EXERCISE GOAL
Copy every item below word for word, without changing anything.

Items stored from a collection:

----------------

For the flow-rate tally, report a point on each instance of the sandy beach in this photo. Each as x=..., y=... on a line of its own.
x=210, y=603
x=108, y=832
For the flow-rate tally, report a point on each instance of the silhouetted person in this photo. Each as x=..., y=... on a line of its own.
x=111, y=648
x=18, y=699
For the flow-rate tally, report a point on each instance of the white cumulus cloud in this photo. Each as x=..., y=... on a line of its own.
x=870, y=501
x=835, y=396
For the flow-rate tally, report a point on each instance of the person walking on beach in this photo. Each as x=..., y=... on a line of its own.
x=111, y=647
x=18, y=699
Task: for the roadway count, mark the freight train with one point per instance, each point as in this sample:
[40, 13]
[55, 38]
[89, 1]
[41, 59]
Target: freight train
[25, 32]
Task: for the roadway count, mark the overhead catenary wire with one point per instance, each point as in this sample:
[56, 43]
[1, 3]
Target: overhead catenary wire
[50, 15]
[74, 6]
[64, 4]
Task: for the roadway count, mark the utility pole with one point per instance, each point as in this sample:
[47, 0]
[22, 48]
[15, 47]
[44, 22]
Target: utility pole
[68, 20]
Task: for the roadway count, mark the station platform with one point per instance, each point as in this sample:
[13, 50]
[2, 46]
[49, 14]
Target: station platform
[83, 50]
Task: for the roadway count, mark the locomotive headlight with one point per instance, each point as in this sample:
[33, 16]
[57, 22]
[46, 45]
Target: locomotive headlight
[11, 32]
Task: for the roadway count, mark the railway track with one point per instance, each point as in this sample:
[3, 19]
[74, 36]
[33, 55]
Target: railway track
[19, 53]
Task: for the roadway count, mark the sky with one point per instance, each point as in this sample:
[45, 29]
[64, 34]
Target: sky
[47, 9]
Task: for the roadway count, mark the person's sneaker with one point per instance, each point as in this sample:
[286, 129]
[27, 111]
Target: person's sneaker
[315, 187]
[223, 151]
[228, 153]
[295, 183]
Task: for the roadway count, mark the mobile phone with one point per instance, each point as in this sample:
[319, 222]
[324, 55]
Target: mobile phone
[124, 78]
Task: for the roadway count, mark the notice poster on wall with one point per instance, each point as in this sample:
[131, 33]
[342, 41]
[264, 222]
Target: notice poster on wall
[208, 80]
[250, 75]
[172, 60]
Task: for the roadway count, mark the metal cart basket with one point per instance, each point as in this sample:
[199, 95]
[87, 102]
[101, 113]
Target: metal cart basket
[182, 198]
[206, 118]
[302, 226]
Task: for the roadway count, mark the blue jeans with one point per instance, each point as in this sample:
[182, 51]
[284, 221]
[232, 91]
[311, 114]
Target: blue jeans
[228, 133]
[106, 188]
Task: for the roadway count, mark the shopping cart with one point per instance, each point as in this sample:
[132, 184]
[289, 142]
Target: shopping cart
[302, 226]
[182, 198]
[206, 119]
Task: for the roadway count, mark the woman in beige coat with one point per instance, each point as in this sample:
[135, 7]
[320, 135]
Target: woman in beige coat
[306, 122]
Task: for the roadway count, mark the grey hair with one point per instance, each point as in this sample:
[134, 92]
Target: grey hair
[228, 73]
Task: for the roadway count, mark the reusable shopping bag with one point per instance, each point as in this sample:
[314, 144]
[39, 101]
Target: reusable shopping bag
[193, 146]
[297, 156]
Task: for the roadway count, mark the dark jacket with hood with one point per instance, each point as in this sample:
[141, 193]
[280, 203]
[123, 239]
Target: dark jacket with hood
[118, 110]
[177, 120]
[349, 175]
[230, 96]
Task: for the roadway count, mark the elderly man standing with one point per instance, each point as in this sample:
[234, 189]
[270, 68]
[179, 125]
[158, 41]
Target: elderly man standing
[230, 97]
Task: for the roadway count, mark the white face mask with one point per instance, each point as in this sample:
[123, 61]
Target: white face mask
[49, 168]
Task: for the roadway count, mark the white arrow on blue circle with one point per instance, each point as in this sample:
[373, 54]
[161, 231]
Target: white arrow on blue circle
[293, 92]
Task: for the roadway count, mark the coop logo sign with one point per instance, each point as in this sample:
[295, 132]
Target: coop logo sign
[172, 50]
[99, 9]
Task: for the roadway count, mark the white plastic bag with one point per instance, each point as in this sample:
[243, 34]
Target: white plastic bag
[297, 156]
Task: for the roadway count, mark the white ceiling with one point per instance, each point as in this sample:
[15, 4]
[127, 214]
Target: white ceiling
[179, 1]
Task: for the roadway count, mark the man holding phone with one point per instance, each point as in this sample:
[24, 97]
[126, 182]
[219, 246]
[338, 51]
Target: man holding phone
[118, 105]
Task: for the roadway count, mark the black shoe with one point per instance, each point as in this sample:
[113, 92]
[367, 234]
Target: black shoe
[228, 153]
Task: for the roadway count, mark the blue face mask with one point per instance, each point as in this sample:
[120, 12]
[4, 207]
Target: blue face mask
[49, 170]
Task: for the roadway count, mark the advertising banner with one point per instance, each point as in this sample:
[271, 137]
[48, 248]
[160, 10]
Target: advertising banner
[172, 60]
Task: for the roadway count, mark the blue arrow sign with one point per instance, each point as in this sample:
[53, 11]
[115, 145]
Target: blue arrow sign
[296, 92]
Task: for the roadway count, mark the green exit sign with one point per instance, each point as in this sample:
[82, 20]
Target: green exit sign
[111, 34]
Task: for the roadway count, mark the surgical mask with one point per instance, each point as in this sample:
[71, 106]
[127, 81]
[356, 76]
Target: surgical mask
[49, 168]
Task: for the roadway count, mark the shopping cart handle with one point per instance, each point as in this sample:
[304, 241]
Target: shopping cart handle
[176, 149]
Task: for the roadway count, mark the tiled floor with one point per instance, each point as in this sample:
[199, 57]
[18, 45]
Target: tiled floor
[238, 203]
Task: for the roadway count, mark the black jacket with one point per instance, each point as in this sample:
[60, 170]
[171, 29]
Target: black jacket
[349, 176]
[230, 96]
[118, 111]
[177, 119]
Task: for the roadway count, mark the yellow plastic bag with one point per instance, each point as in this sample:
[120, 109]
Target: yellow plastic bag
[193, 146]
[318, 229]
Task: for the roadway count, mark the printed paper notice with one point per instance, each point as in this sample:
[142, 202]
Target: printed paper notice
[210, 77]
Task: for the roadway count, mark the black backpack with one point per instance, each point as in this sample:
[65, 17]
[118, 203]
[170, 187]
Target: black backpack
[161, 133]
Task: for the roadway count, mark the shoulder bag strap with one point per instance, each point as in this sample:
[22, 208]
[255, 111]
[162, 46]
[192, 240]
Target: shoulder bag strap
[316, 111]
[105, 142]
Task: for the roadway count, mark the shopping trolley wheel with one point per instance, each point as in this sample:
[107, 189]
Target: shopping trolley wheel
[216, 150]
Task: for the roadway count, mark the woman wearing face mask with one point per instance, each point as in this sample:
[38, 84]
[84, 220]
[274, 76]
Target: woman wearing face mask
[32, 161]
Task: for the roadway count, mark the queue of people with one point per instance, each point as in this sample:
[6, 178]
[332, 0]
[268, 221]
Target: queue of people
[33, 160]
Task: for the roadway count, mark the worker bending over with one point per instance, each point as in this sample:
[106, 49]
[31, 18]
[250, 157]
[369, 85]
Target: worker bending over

----------------

SOLUTION
For the flow-rate tally, report a point on each instance of the sandy beach in this photo. Each as x=..., y=... on a line of its own.
x=210, y=603
x=108, y=832
For the flow-rate tally, report a point on each instance of the silhouetted person in this photo. Each as x=..., y=... on a line of its own.
x=111, y=648
x=18, y=699
For the flow-rate tally, report a point on each instance of the white cumulus cloud in this photo. Each as x=..., y=... on a line of its own.
x=870, y=501
x=835, y=396
For the flow-rate tally, report a point on each instance of the person walking on beach in this photo. Each as x=..., y=... on a line of its own.
x=111, y=647
x=18, y=699
Task: for the roadway count, mark the freight train with one point per instance, each point as in this sample:
[40, 13]
[55, 38]
[89, 1]
[41, 59]
Target: freight train
[25, 32]
Task: for the roadway count, mark the overhead catenary wire with one point per instance, each point as in this sample:
[56, 43]
[1, 3]
Target: overhead catenary wire
[50, 15]
[74, 6]
[64, 4]
Task: for the roadway count, mark the utility pole with one point per instance, each point as in this sample:
[47, 0]
[22, 48]
[15, 47]
[44, 22]
Target: utility pole
[68, 20]
Task: for the roadway count, mark the station platform with one point per instance, each point as in this sample:
[13, 50]
[2, 46]
[49, 14]
Target: station platform
[83, 50]
Task: for the roadway count, mark the locomotive headlight with one point per instance, each point as in this sample:
[33, 16]
[57, 22]
[46, 45]
Target: locomotive headlight
[11, 32]
Task: for the roadway count, mark the railway track with one point per instance, each point as in this sample:
[3, 19]
[74, 36]
[33, 55]
Target: railway track
[19, 53]
Task: for the roadway count, mark the sky with one point per instance, each point as in this sample:
[45, 29]
[64, 34]
Target: sky
[47, 9]
Task: for the roadway count, mark the person's sneaker with one point per instance, each point as in this sample:
[286, 129]
[27, 111]
Target: person's sneaker
[315, 187]
[223, 151]
[228, 153]
[295, 183]
Task: for the roadway count, mark the mobile phone with one point per instance, each point as in this sample:
[319, 222]
[324, 55]
Target: mobile phone
[124, 78]
Task: for the roadway count, mark the notice poster on wall with one point per instance, each point as in this sample:
[131, 33]
[342, 41]
[264, 222]
Target: notice poster on wall
[208, 80]
[250, 75]
[172, 60]
Task: for the roadway count, mark the metal cart basket with one point per instance, each point as in this sample:
[199, 95]
[87, 102]
[101, 113]
Target: metal cart basket
[182, 198]
[206, 118]
[302, 226]
Task: for the roadway count, mark the blue jeans with one point per instance, each point as in this sample:
[182, 51]
[284, 221]
[232, 91]
[311, 114]
Target: blue jeans
[228, 133]
[106, 188]
Task: for the roadway count, mark the shopping cart with one point per instance, each point as in this sample:
[132, 184]
[289, 142]
Target: shopping cart
[302, 226]
[182, 198]
[206, 119]
Task: for the roadway count, mark the woman in beige coat with one point per instance, each point as in this sample:
[135, 7]
[320, 135]
Target: woman in beige coat
[306, 122]
Task: for the roadway count, mark the grey hair with one point per instance, each point as in this sample:
[134, 92]
Target: grey hair
[228, 73]
Task: for the roadway count, mark the reusable shopping bag with one point per instance, each point as in this sample:
[314, 144]
[39, 101]
Target: reusable shopping bag
[193, 146]
[297, 156]
Task: for the roadway count, mark the dark jacket with hood with one point per instance, each point as in this sample:
[141, 193]
[280, 203]
[123, 239]
Target: dark jacket with hood
[118, 110]
[177, 120]
[349, 175]
[230, 96]
Task: for the roadway count, mark the elderly man standing with one point per instance, each point as in this sample:
[234, 189]
[270, 68]
[179, 125]
[158, 41]
Target: elderly man standing
[230, 97]
Task: for the roadway count, mark the white face mask with one point per instance, each point as in this sample:
[123, 61]
Target: white face mask
[49, 168]
Task: for the roadway count, mark the white arrow on blue circle with one point per instance, each point as in this sample:
[373, 54]
[161, 231]
Target: white arrow on blue circle
[293, 92]
Task: for the roadway count, mark the coop logo sign with one point per instance, each point as in this sample:
[295, 132]
Target: coop logo sign
[172, 50]
[99, 9]
Task: for the roadway count, mark the white plastic bag with one point per instance, each point as in this sample:
[243, 34]
Target: white plastic bag
[297, 156]
Task: for the roadway count, mark the white ceiling with one point per instance, each point as in this sample:
[15, 4]
[127, 214]
Target: white ceiling
[179, 1]
Task: for the roadway count, mark the man holding phone with one point per instance, each point as in this sample:
[24, 97]
[126, 182]
[219, 246]
[338, 51]
Target: man holding phone
[118, 105]
Task: for the roadway count, mark the black shoe with one point per instance, each point as in this sample:
[113, 92]
[367, 234]
Target: black shoe
[228, 153]
Task: for the roadway count, mark the blue face mask with one point per instance, each point as in this sample:
[120, 12]
[4, 207]
Target: blue face mask
[49, 170]
Task: for the roadway count, mark the advertising banner with one point per instance, each point as in this sample:
[271, 137]
[48, 248]
[160, 10]
Target: advertising banner
[172, 60]
Task: for the roadway count, mark the blue arrow sign with one point per instance, each point as in this sample:
[53, 11]
[115, 145]
Target: blue arrow sign
[296, 92]
Task: for the roadway count, mark the green exit sign with one point per instance, each point as in this sample:
[82, 20]
Target: green exit sign
[111, 34]
Task: for the roadway count, mark the surgical mask with one point per instance, each point as in this sample:
[71, 106]
[127, 81]
[356, 76]
Target: surgical mask
[49, 168]
Task: for the roadway count, mark the shopping cart handle with one point per instance, each point as in this sample:
[304, 241]
Target: shopping cart handle
[176, 149]
Task: for the roadway count, mark the tiled floor with one point per instance, each point as in this sample:
[199, 57]
[18, 45]
Target: tiled floor
[238, 203]
Task: for the roadway count, mark the black jacket with one point per instance, each point as in this sample:
[60, 170]
[171, 29]
Target: black jacket
[349, 176]
[230, 96]
[118, 111]
[177, 119]
Task: for the roadway count, mark the yellow plastic bag with one point per instance, each point as in this sample:
[120, 109]
Target: yellow plastic bag
[193, 146]
[318, 229]
Task: for the roadway count, mark the printed paper notice with one point per instance, each point as in this sample:
[142, 202]
Target: printed paper notice
[210, 77]
Task: for the roadway count, mark the black backpack with one point per instance, each point as in this sample:
[65, 17]
[118, 203]
[170, 187]
Target: black backpack
[161, 133]
Task: for the roadway count, mark the shoulder bag strap with one point per instance, each point as in this sample:
[22, 208]
[255, 111]
[162, 46]
[192, 240]
Target: shoulder bag strap
[316, 111]
[105, 142]
Task: for the roadway count, mark the shopping trolley wheel with one point per instance, each point as in this sample:
[107, 189]
Target: shopping trolley wheel
[216, 150]
Task: for the roadway count, mark the woman wearing face mask with one point per instance, each point as in this sample:
[38, 84]
[84, 220]
[274, 76]
Target: woman wearing face mask
[32, 161]
Task: for the roadway count, mark the queue of people with one point per instance, each point as in this sample:
[6, 178]
[332, 0]
[268, 221]
Target: queue of people
[33, 160]
Task: for the roadway count, mark the worker bending over with one point per instance, each point as in this sample:
[106, 49]
[31, 18]
[250, 157]
[369, 85]
Target: worker bending over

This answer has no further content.